[Provided data]
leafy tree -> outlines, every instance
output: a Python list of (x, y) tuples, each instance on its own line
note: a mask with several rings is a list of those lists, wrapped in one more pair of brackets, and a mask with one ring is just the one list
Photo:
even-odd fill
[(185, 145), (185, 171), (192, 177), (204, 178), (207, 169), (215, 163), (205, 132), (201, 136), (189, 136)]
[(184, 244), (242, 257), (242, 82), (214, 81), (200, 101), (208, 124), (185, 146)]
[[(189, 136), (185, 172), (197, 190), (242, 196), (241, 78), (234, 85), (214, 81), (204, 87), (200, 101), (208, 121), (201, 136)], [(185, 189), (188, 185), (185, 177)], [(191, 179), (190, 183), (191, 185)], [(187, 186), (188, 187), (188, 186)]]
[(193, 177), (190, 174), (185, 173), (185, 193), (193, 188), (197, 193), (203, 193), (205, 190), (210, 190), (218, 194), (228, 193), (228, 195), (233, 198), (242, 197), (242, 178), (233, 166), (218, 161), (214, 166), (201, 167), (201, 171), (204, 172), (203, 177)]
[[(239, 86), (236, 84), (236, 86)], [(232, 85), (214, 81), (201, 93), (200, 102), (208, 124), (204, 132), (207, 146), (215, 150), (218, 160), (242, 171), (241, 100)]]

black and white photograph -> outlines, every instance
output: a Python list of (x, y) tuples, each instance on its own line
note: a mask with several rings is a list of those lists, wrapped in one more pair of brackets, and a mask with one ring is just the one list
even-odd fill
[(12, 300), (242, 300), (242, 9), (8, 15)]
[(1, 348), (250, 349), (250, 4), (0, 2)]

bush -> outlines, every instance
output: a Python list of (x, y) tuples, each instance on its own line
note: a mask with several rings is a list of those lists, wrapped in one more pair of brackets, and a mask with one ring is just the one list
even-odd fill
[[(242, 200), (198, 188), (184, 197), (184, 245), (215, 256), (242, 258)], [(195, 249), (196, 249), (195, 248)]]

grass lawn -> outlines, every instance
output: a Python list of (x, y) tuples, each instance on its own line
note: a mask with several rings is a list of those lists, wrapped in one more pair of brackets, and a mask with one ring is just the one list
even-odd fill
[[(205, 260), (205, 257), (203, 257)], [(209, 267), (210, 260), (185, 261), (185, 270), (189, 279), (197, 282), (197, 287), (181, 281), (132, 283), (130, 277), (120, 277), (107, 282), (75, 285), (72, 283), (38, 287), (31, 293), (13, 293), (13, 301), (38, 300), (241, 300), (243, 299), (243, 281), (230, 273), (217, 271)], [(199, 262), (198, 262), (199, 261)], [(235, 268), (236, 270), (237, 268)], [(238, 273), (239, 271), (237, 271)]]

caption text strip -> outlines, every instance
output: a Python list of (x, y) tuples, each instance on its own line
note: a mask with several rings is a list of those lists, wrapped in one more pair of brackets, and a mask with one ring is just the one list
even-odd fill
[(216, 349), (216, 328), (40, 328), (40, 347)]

[Task]
Return all the data exactly as given.

[Response box]
leafy tree -> outlines, every instance
output: a Python list of (x, y) tuples, each instance on its own line
note: a mask with several rings is a list of those lists, wrapped in one more pair of brackets, and a mask with one ring is just the one list
Photo:
even-odd fill
[(185, 145), (185, 171), (192, 177), (204, 178), (207, 169), (215, 163), (205, 132), (201, 136), (189, 136)]
[(184, 244), (242, 257), (242, 82), (214, 81), (200, 101), (208, 124), (185, 146)]
[[(189, 136), (185, 172), (197, 190), (242, 196), (241, 78), (234, 85), (214, 81), (204, 87), (200, 101), (208, 121), (201, 136)], [(185, 189), (188, 185), (185, 177)], [(191, 179), (190, 183), (191, 185)], [(187, 186), (188, 187), (188, 186)]]
[(193, 177), (190, 174), (185, 173), (185, 193), (193, 188), (197, 193), (203, 193), (205, 190), (210, 190), (218, 194), (228, 193), (228, 195), (233, 198), (242, 197), (242, 178), (233, 166), (218, 161), (214, 166), (201, 167), (201, 171), (204, 172), (203, 177)]
[[(239, 86), (236, 84), (236, 86)], [(232, 85), (214, 81), (201, 93), (200, 102), (208, 124), (204, 132), (207, 146), (215, 150), (218, 160), (242, 171), (241, 100)]]

black and white photograph -> outlines, every instance
output: a Python list of (x, y) tuples, each instance on its own line
note: a mask with several rings is a list of those lists, wrapped in one more pair of brackets, and a mask with one ring is just the one list
even-odd fill
[(12, 300), (242, 300), (242, 9), (8, 15)]
[(1, 348), (250, 349), (250, 4), (0, 2)]

bush -> outlines, every instance
output: a Python list of (x, y) tuples, each instance on its own line
note: a mask with several rings is a list of those lists, wrapped in one more pair of brackets, and a mask with one ring is just the one list
even-odd fill
[[(242, 200), (198, 188), (184, 197), (184, 245), (215, 256), (242, 258)], [(195, 249), (196, 249), (195, 248)]]

grass lawn -> outlines, every instance
output: a Python list of (x, y) tuples, each instance on its own line
note: a mask with several rings is a list of those lists, wrapped in one more pair of brackets, and a mask with one ring is just the one list
even-odd fill
[[(205, 260), (205, 257), (203, 257)], [(209, 267), (210, 260), (185, 261), (185, 270), (189, 279), (197, 282), (197, 287), (181, 281), (132, 283), (130, 277), (120, 277), (107, 282), (75, 285), (72, 283), (38, 287), (31, 293), (13, 293), (13, 301), (38, 300), (241, 300), (243, 299), (243, 281), (230, 273), (217, 271)], [(199, 262), (198, 262), (199, 261)], [(235, 268), (236, 270), (237, 268)], [(238, 273), (239, 271), (237, 271)]]

caption text strip -> outlines, every instance
output: a Python list of (x, y) tuples, each instance on its own line
note: a mask with several rings is a list of those lists, wrapped in one more pair of brackets, and a mask with one ring is just the one list
even-odd fill
[(216, 349), (216, 328), (40, 328), (40, 347)]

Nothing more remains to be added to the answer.